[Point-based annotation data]

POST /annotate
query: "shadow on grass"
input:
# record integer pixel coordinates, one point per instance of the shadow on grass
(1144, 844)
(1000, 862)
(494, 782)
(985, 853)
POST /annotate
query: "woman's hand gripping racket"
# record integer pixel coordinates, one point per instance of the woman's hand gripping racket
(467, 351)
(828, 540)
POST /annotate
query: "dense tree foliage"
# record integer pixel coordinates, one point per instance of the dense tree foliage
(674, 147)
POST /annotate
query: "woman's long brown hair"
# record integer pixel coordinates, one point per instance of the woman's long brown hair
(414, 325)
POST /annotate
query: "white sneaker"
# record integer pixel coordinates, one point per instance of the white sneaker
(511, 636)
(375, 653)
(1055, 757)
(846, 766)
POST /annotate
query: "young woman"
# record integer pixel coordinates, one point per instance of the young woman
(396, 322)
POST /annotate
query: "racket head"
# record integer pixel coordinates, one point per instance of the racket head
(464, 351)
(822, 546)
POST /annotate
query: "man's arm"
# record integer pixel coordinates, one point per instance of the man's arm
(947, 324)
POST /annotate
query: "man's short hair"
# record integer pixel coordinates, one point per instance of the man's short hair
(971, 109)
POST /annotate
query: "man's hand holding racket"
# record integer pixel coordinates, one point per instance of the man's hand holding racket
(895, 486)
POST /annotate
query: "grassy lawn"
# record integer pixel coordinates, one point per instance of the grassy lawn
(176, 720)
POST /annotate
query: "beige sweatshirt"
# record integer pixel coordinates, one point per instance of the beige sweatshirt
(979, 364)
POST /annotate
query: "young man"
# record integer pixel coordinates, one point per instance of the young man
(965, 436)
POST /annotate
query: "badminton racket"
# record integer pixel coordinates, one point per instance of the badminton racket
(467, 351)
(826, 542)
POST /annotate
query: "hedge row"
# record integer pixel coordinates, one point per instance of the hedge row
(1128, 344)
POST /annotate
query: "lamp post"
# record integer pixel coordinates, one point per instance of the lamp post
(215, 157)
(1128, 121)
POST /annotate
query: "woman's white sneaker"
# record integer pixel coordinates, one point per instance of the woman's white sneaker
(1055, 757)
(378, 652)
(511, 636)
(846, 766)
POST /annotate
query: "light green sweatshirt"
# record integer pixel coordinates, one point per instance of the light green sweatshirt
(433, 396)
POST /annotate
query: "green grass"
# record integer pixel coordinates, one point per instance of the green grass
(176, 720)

- PROBLEM TO WORK ON -
Count the lines above that contain the string "holding", treating uppercase and lowercase as different, and give only the number.

- FINISHED TASK -
2